----- Text extract -----
There are four principal parameters which control hydrocarbon accumulation.

Source material

Natural oils and gases are a complex mixture of hydrocarbon compounds that range from methane to long chain waxes and aromatic molecules. They are formed from non-skeletal organic debris that has been buried in sedimentary rock. The first major criterion for exploration is to have large enough concentrations of organic material present to form a potential source bed. The type of the organic debris can affect the type of hydrocarbon generated. When coals or shales contain the debris of terrestrial higher plant-life of trees and shrubs, gases and gas condensates or waxy light crude oils are produced (Tissot and Welte, 1978). This is the normal situation in New Zealand and in the Gippsland Basin. When marine shales contain planktonic debris as the primary source of organic matter, heavier to light crude oil with smaller amounts of gas tend to be formed. These are the types of oils found in the North Sea and Middle East. Until well samples become available to assess whether sufficient organic matter is present, the presence and type of source rock are inferred. These inferences are based on the assumption of similar geologic conditions being present in similar basins and knowledge of present-day oceanography (Demaison, 1984).


When organic matter is buried for a sufficient period, the temperature and pressure increase and the transformation from organic debris to natural oils and/ or gases takes place. The source rock at this point is said to be "mature". At more extreme conditions beyond the "maturation" level, the more complex hydrocarbon molecules start to break down to simple gases and eventually these will dissociate to carbon and hydrogen. There is therefore an optimum set of conditions for the formation of oil and gas known as the "oil window". The definition of the maturation conditions for the potential source rocks is therefore the second criterion for exploration. Normally, this is measured within a well using the effects of chemical change on the reflectance of coaly particles or the colour change in pollens and spores (Héroux et al., 1979; Hood et al., 1975). The zone of maturation for oil is accepted when a reflectance (Ro) of 0.6 for marine and 0.7 for non-marine source rocks has been reached. Even if no wells have been drilled in a basin, it is possible to model the depth at which maturation is reached using the basic knowledge of the burial history of a basin and the heat flow (Tissot and Welte, 1978).
----- Material -----
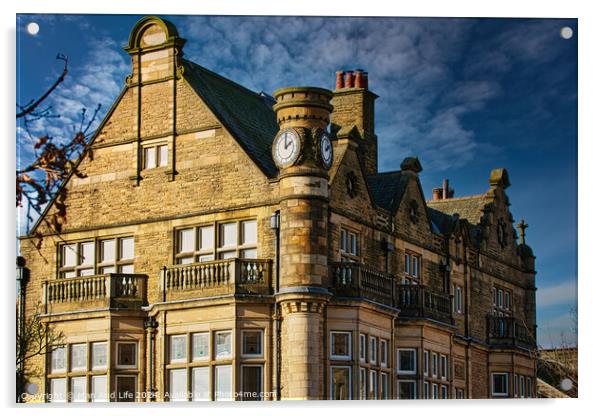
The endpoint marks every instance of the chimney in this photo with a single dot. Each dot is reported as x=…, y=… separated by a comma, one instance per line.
x=339, y=82
x=354, y=107
x=349, y=79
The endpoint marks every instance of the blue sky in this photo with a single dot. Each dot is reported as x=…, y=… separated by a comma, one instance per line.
x=464, y=95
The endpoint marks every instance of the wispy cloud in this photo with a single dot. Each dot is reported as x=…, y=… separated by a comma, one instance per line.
x=564, y=293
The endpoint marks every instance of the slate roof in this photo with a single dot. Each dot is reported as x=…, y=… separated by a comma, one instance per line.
x=470, y=207
x=387, y=189
x=245, y=114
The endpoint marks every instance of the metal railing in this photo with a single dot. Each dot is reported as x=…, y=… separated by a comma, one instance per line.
x=358, y=280
x=121, y=287
x=424, y=302
x=240, y=275
x=508, y=331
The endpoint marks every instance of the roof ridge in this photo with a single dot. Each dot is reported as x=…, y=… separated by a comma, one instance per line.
x=222, y=78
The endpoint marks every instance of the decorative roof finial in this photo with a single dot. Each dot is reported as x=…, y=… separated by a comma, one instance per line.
x=522, y=226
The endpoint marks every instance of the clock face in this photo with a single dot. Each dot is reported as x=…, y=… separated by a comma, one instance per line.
x=287, y=148
x=326, y=150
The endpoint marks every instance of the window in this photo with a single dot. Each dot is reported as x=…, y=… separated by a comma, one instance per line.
x=443, y=367
x=362, y=347
x=223, y=345
x=522, y=386
x=252, y=343
x=252, y=382
x=406, y=361
x=223, y=382
x=384, y=386
x=155, y=156
x=177, y=348
x=406, y=389
x=126, y=355
x=126, y=388
x=78, y=390
x=384, y=353
x=349, y=245
x=435, y=389
x=79, y=357
x=178, y=390
x=200, y=346
x=234, y=239
x=435, y=362
x=200, y=383
x=340, y=345
x=114, y=255
x=58, y=390
x=363, y=391
x=58, y=362
x=340, y=383
x=98, y=390
x=499, y=384
x=372, y=385
x=372, y=350
x=458, y=299
x=99, y=355
x=77, y=259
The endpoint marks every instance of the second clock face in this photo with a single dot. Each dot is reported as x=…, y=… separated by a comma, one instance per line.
x=287, y=148
x=326, y=150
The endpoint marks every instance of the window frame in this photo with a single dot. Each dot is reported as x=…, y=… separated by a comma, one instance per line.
x=384, y=358
x=135, y=361
x=414, y=362
x=362, y=347
x=215, y=336
x=156, y=149
x=242, y=341
x=347, y=357
x=349, y=379
x=492, y=378
x=198, y=253
x=173, y=360
x=373, y=342
x=410, y=382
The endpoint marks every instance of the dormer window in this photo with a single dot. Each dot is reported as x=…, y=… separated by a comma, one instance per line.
x=155, y=156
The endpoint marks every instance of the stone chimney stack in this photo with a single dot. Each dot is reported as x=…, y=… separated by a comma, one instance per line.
x=354, y=106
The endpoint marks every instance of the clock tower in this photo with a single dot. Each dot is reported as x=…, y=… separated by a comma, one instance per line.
x=303, y=153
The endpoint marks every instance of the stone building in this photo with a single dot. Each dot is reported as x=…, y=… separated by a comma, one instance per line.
x=225, y=244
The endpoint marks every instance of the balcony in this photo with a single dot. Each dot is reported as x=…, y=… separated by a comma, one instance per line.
x=418, y=301
x=358, y=280
x=505, y=332
x=216, y=278
x=113, y=290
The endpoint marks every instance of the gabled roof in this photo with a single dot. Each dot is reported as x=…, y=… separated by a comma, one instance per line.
x=244, y=113
x=470, y=208
x=387, y=189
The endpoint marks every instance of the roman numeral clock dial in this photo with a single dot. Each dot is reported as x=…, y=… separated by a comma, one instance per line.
x=286, y=148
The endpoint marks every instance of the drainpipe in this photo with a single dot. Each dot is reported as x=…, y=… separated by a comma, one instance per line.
x=275, y=226
x=151, y=325
x=22, y=279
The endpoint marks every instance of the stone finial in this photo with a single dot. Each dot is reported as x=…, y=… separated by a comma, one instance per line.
x=411, y=164
x=522, y=226
x=499, y=178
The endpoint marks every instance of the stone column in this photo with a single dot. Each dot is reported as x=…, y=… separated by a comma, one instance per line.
x=304, y=197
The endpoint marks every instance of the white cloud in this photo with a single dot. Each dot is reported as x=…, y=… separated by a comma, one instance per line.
x=564, y=293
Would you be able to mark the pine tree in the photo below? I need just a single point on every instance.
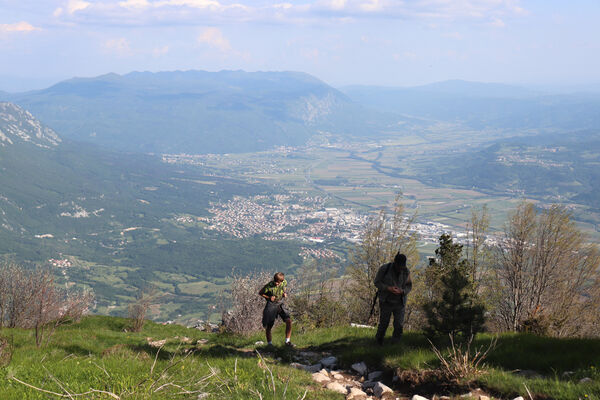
-----
• [Work to do]:
1. Summarize the passage on hydrocarbon accumulation in two sentences.
2. In the records, rewrite the lines beginning with the one that contains "The endpoint marks every instance of the slate" and continuing through the one that contains "x=508, y=331". Replace "metal railing" with "iron railing" and keep everything else the same.
The records are unrelated to the passage on hydrocarbon accumulation.

• [Outputs]:
1. Natural oils and gases form from organic debris buried in sedimentary rock, and the kind of debris shapes the result: terrestrial plant material yields gases, gas condensates or waxy light crude oils, while marine planktonic material yields heavier to light crude oil with smaller amounts of gas. As burial raises temperature and pressure, the source rock matures within an optimum "oil window," which is measured in wells through the reflectance of coaly particles or the color change in pollens and spores, or modeled from a basin's burial history and heat flow.

2.
The endpoint marks every instance of the slate roof in this photo with a single dot. Each dot is reported as x=…, y=… separated by a comma, one instance per line.
x=470, y=207
x=387, y=189
x=245, y=114
The endpoint marks every instance of the iron railing in this photo with a single dot. Each dot is reported as x=…, y=… separated by a comma, one instance per line.
x=358, y=280
x=121, y=287
x=424, y=302
x=240, y=275
x=508, y=331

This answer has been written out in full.